SET TASK 1
Reproduce the court text word for word, starting at "The question to" and continuing down to "exceeded $4 million.".
SET TASK 2
Format everything in the records from the line containing "of the sled" down to the final line of the records as a JSON list of strings, one string per line, skipping blank lines.

TEXT EXCERPT
====

May 6, 2008
MEDIA SCIENCES INTERNATIONAL, INC., FORMERLY KNOWN AS CADAPULT GRAPHIC SYSTEMS, INC., AND MEDIA SCIENCES, INC., PLAINTIFFS-APPELLANTS,
BECKERMAN & COMPANY, DEFENDANT/THIRD-PARTY PLAINTIFF-RESPONDENT,
ROYAL & SUNALLIANCE, THIRD-PARTY DEFENDANT.
On appeal from the Superior Court of New Jersey, Law Division, Bergen County, L-3728-05.
NOT FOR PUBLICATION WITHOUT THE APPROVAL OF THE APPELLATE DIVISION
Argued April 15, 2008
Before Judges Coburn, Fuentes and Chambers.
The question to be resolved on this appeal is whether the trial court erred in dismissing plaintiffs' action pursuant to the entire controversy doctrine.
The business of plaintiff Media Sciences, Inc. ("Media") included selling solid ink sticks used for color printing by computer printers. After discovering that many of the solid ink sticks were defective, it reimbursed its customers for the losses they incurred as a result of the defects. Those losses exceeded $4 million.

====

MATERIAL TO PROCESS
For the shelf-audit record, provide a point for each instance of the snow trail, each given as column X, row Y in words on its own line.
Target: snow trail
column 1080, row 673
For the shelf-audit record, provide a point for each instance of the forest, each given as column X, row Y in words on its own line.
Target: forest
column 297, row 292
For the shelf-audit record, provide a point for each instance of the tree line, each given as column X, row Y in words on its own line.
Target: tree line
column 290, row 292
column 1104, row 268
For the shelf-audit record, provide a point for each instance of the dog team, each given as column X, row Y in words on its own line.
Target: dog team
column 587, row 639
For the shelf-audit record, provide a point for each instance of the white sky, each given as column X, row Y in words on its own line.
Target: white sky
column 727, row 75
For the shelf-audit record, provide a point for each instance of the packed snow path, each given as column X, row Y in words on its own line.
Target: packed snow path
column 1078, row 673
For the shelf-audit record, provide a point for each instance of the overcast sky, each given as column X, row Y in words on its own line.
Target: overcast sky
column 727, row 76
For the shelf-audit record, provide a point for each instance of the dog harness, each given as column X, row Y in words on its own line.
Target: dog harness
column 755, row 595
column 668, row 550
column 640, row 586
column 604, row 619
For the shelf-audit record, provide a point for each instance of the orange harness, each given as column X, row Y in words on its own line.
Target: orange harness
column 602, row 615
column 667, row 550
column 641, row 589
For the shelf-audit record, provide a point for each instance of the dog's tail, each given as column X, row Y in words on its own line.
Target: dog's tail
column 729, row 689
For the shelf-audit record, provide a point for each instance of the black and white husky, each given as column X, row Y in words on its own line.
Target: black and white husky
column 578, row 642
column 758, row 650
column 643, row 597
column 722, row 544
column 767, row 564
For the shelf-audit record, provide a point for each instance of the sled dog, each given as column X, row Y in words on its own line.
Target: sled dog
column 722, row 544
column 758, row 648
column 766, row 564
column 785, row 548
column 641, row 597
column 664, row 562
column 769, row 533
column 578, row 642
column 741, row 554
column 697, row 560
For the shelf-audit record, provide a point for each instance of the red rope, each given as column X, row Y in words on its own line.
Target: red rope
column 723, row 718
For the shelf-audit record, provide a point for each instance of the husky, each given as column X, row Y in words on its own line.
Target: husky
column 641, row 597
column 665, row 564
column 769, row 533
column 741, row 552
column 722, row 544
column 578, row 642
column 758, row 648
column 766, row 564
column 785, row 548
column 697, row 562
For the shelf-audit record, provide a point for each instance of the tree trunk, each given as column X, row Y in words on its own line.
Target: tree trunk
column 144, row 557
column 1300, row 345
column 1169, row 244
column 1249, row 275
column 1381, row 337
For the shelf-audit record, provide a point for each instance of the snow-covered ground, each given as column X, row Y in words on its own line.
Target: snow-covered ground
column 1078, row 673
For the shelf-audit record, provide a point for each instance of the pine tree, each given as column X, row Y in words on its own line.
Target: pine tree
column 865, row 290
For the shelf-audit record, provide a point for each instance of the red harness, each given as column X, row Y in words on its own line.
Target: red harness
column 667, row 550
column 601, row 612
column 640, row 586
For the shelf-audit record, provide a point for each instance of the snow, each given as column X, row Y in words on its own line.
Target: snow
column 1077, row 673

====

ANSWER 1
The question to be resolved on this appeal is whether the trial court erred in dismissing plaintiffs' action pursuant to the entire controversy doctrine.
The business of plaintiff Media Sciences, Inc. ("Media") included selling solid ink sticks used for color printing by computer printers. After discovering that many of the solid ink sticks were defective, it reimbursed its customers for the losses they incurred as a result of the defects. Those losses exceeded $4 million.

ANSWER 2
[
  "For the shelf-audit record, provide a point for each instance of the sled dog, each given as column X, row Y in words on its own line.",
  "Target: sled dog",
  "column 722, row 544",
  "column 758, row 648",
  "column 766, row 564",
  "column 785, row 548",
  "column 641, row 597",
  "column 664, row 562",
  "column 769, row 533",
  "column 578, row 642",
  "column 741, row 554",
  "column 697, row 560",
  "For the shelf-audit record, provide a point for each instance of the red rope, each given as column X, row Y in words on its own line.",
  "Target: red rope",
  "column 723, row 718",
  "For the shelf-audit record, provide a point for each instance of the husky, each given as column X, row Y in words on its own line.",
  "Target: husky",
  "column 641, row 597",
  "column 665, row 564",
  "column 769, row 533",
  "column 741, row 552",
  "column 722, row 544",
  "column 578, row 642",
  "column 758, row 648",
  "column 766, row 564",
  "column 785, row 548",
  "column 697, row 562",
  "For the shelf-audit record, provide a point for each instance of the tree trunk, each given as column X, row Y in words on its own line.",
  "Target: tree trunk",
  "column 144, row 557",
  "column 1300, row 345",
  "column 1169, row 244",
  "column 1249, row 275",
  "column 1381, row 337",
  "For the shelf-audit record, provide a point for each instance of the snow-covered ground, each given as column X, row Y in words on its own line.",
  "Target: snow-covered ground",
  "column 1078, row 673",
  "For the shelf-audit record, provide a point for each instance of the pine tree, each given as column X, row Y in words on its own line.",
  "Target: pine tree",
  "column 865, row 290",
  "For the shelf-audit record, provide a point for each instance of the red harness, each given as column X, row Y in words on its own line.",
  "Target: red harness",
  "column 667, row 550",
  "column 601, row 612",
  "column 640, row 586",
  "For the shelf-audit record, provide a point for each instance of the snow, each given as column X, row Y in words on its own line.",
  "Target: snow",
  "column 1077, row 673"
]